-- Brief A --
Reproduce the part of the kernel patch text starting at "Reviewed-by: Christoph Hellwig" and ending at "insertions(+), 61 deletions(-)".

-- Text section --
.....

Preparatory patch for optimal I/O size calculation. Move the sb writer
loop routine into its own function for clarity.

Reviewed-by: Christoph Hellwig <hch@lst.de>
Signed-off-by: Jon Derrick <jonathan.derrick@linux.dev>
Signed-off-by: Song Liu <song@kernel.org>
Link: https://lore.kernel.org/r/20230224183323.638-2-jonathan.derrick@linux.dev
---
 drivers/md/md-bitmap.c | 127 +++++++++++++++++++++--------------------
 1 file changed, 66 insertions(+), 61 deletions(-)

diff --git a/drivers/md/md-bitmap.c b/drivers/md/md-bitmap.c
index e7cc6ba1b657..cdc61e65abae 100644
--- a/drivers/md/md-bitmap.c
+++ b/drivers/md/md-bitmap.c
@@ -209,76 +209,81 @@ static struct md_rdev *next_active_rdev(struct md_rdev *rdev, struct mddev *mdde
 	return NULL;
 }
 
-static int write_sb_page(struct bitmap *bitmap, struct page *page, int wait)

.....

-- Brief B --
Arrange the lines of the records as a numbered list, starting at the line that contains "distant mountain ridge" and ending at the last line of the records. Leave out any blank lines.

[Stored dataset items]
.....

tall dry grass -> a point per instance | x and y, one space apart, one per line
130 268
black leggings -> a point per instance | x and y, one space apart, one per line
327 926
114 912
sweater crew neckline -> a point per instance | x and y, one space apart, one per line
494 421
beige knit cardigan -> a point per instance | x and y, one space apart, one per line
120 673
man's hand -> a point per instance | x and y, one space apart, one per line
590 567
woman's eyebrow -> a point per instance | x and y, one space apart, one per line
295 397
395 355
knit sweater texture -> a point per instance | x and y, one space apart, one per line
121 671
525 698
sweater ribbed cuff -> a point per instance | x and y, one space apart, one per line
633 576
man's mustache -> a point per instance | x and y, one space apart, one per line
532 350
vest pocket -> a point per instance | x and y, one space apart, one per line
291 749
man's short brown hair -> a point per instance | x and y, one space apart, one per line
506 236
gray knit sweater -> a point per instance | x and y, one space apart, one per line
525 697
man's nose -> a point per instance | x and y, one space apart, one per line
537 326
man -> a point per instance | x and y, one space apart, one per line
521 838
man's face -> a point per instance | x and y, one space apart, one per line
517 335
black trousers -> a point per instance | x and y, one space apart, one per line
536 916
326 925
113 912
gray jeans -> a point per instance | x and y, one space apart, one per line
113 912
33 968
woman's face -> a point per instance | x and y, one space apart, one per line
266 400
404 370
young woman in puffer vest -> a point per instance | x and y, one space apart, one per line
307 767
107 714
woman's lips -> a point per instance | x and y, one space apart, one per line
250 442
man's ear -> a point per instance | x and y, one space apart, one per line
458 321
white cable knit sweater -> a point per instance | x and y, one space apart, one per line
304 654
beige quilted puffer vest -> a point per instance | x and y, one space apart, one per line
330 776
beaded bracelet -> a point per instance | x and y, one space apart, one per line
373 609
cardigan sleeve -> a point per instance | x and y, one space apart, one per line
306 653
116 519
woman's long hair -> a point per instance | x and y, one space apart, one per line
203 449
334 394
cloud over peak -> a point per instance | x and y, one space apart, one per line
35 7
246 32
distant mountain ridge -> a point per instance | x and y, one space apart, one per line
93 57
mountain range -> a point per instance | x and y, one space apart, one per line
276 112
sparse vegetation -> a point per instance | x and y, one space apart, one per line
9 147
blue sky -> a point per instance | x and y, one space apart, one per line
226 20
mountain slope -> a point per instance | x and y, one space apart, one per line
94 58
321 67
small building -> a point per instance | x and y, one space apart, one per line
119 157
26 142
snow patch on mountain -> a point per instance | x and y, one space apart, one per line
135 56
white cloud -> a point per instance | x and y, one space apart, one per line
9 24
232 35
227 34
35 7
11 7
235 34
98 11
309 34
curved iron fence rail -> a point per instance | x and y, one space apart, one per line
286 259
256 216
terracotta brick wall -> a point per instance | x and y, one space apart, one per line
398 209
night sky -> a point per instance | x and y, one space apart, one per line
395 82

.....

-- Worked solution A --
Reviewed-by: Christoph Hellwig <hch@lst.de>
Signed-off-by: Jon Derrick <jonathan.derrick@linux.dev>
Signed-off-by: Song Liu <song@kernel.org>
Link: https://lore.kernel.org/r/20230224183323.638-2-jonathan.derrick@linux.dev
---
 drivers/md/md-bitmap.c | 127 +++++++++++++++++++++--------------------
 1 file changed, 66 insertions(+), 61 deletions(-)

-- Worked solution B --
1. distant mountain ridge -> a point per instance | x and y, one space apart, one per line
2. 93 57
3. mountain range -> a point per instance | x and y, one space apart, one per line
4. 276 112
5. sparse vegetation -> a point per instance | x and y, one space apart, one per line
6. 9 147
7. blue sky -> a point per instance | x and y, one space apart, one per line
8. 226 20
9. mountain slope -> a point per instance | x and y, one space apart, one per line
10. 94 58
11. 321 67
12. small building -> a point per instance | x and y, one space apart, one per line
13. 119 157
14. 26 142
15. snow patch on mountain -> a point per instance | x and y, one space apart, one per line
16. 135 56
17. white cloud -> a point per instance | x and y, one space apart, one per line
18. 9 24
19. 232 35
20. 227 34
21. 35 7
22. 11 7
23. 235 34
24. 98 11
25. 309 34
26. curved iron fence rail -> a point per instance | x and y, one space apart, one per line
27. 286 259
28. 256 216
29. terracotta brick wall -> a point per instance | x and y, one space apart, one per line
30. 398 209
31. night sky -> a point per instance | x and y, one space apart, one per line
32. 395 82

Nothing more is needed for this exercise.